Gli organizzatori della sedicesima edizione di un’iniziativa ormai diventata un riferimento culturale di notevole rilievo, «Pe’ terre assaje luntane, l’emigrazione ischitana verso le Americhe», puntano non a caso, su questo ritratto di famiglia, tra i tanti, per illustrare la copertina del catalogo «Noi emigravamo». Il volume è a corredo della mostra documentaria che, curata dall’associazione Ischitani nel Mondo, è uno dei motivi di interesse della manifestazione dedicata per due giorni all’emigrazione ischitana, in programma domani e domenica, presso la Torre del Mulino a Ischia.
Suddivisa in sezioni, la mostra propone un percorso che racconta il fenomeno dell’emigrazione ischitana, dalle origini, intorno alla metà dell’Ottocento, fino agli Anni Sessanta del secolo scorso. Biglietti di imbarco, pubblicità dei più celebri transatlantici e fotografie di bordo costituiscono il materiale originale che completa l’esposizione. La mostra torna a Ischia dopo essere stata ospitata nelle sale del Mann, Museo archeologico nazionale di Napoli, nell’ambito dell’evento «Thalassa, meraviglie sommerse dal Mediterraneo».

* _ESERCIZI DA SVOLGERE_
[A] Secondo la fonte, in quale luogo si tiene la manifestazione dedicata all'emigrazione ischitana?
[B] Riscrivi sotto forma di elenco puntato il paragrafo della fonte che inizia con «Suddivisa in sezioni», conservandone i fatti principali.
[C] Prosegui la fonte sulla mostra dell'emigrazione ischitana, ripartendo dopo la sua ultima frase.
L'elenco riportato di seguito è materiale a sé, distinto dalla fonte.

* _DATI FORNITI_

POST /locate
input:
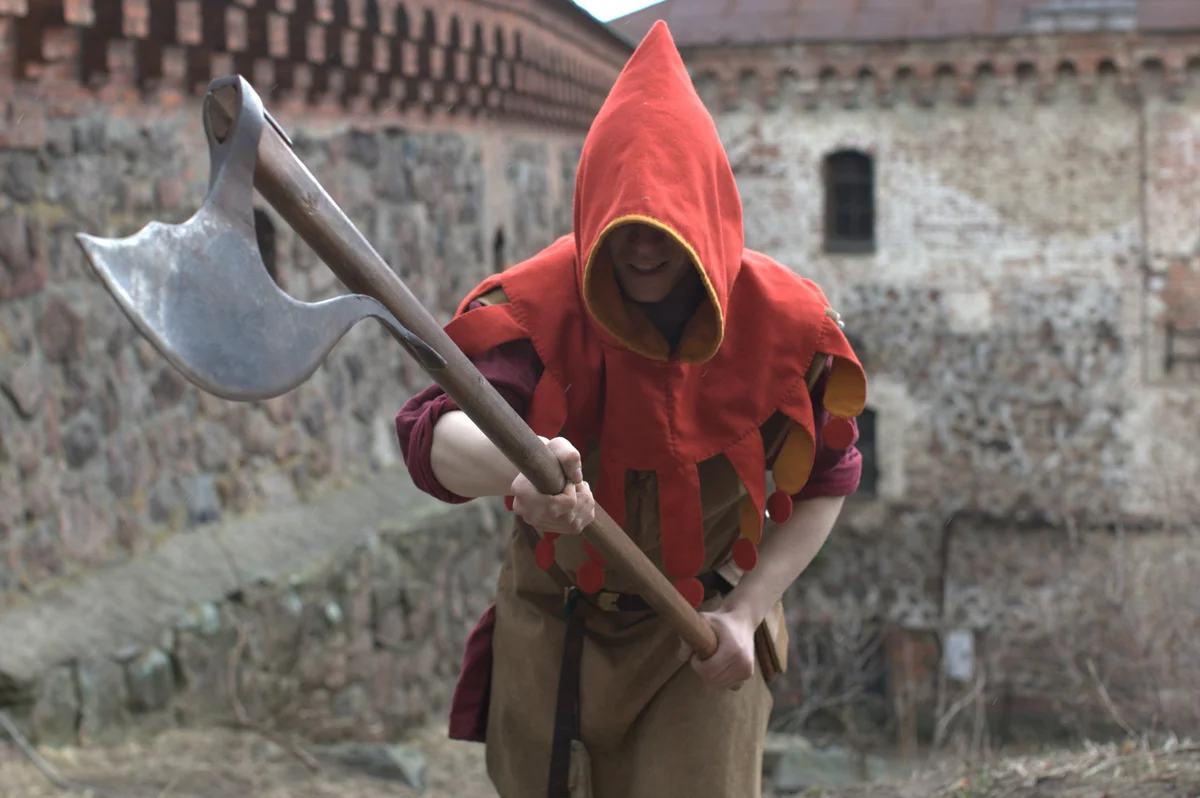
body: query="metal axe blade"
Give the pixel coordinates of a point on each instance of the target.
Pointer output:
(202, 295)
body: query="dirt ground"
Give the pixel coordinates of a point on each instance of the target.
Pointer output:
(223, 763)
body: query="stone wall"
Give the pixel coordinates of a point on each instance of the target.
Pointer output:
(1035, 237)
(364, 643)
(103, 447)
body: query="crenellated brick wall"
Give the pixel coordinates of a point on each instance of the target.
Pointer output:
(516, 60)
(449, 133)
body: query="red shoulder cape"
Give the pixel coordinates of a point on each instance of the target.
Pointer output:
(653, 156)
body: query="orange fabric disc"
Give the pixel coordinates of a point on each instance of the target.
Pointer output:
(839, 433)
(591, 577)
(745, 555)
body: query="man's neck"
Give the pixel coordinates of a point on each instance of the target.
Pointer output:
(672, 313)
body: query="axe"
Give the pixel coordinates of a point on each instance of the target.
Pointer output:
(202, 295)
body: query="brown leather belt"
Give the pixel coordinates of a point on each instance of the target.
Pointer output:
(567, 709)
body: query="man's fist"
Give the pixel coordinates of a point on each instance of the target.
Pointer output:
(569, 511)
(733, 661)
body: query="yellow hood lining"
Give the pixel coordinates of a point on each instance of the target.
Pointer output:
(629, 324)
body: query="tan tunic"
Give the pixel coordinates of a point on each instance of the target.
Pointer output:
(651, 726)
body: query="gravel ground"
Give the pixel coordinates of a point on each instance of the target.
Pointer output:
(223, 763)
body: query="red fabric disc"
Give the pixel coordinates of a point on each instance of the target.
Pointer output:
(591, 577)
(779, 505)
(691, 589)
(838, 433)
(745, 555)
(545, 553)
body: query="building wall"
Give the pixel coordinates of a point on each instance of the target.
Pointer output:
(105, 449)
(1036, 234)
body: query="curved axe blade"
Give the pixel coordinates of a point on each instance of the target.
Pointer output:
(202, 295)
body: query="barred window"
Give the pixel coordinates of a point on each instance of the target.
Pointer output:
(850, 202)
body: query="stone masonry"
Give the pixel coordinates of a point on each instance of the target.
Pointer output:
(1035, 241)
(449, 138)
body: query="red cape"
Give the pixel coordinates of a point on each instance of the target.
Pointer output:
(654, 156)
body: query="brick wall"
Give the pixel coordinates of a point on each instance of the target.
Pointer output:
(439, 131)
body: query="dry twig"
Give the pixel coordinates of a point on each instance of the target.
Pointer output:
(46, 768)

* _SOLUZIONI_
[A] Presso la Torre del Mulino a Ischia.

[B]
- La mostra è divisa in sezioni e ripercorre l'emigrazione ischitana dalle origini, verso la metà dell'Ottocento, fino agli Anni Sessanta del secolo scorso.
- Il materiale originale comprende biglietti di imbarco, pubblicità dei più celebri transatlantici e fotografie di bordo.
- Torna a Ischia dopo essere stata ospitata al Mann, Museo archeologico nazionale di Napoli, nell'ambito dell'evento «Thalassa, meraviglie sommerse dal Mediterraneo».

[C]
Il programma, organizzato in collaborazione con il Circolo Georges Sadoul e l’Istituto italiano per gli studi filosofici, prevede alle ore 21 di domani un incontro tra storia, letteratura e cinema con la presentazione del libro «Napoli/New York/Hollywood» di Giuliana Muscio, in cui si focalizza l’attenzione sul contributo che gli artisti italiani, e napoletani in particolare, hanno dato al mondo del cinema americano: un’emigrazione artistica che ha trapiantato oltreoceano una ricca e antica tradizione teatrale e culturale, determinate per la costruzione dell’immagine dell’Italia presso i media americani. E di connazionali in terra di America si parla anche nel volume «Storia degli Italoamericani» di William J. Connel e Stanislao G. Pugliese, la cui edizione italiana è stata curata da Maddalena Tirabassi del Centro Altreitalie, un vero e proprio affresco delle relazioni secolari tra America e Italia, a partire dai primi esploratori del Nuovo Mondo, ripercorrendo l’epopea degli emigranti italiani, fino alle ultime generazioni che, non dimentiche delle proprie origini, sono testimoni vivaci della cultura globale contemporanea.
L’incontro è presieduto da Arturo Martorelli, dell’Istituto italiano per gli studi filosofici.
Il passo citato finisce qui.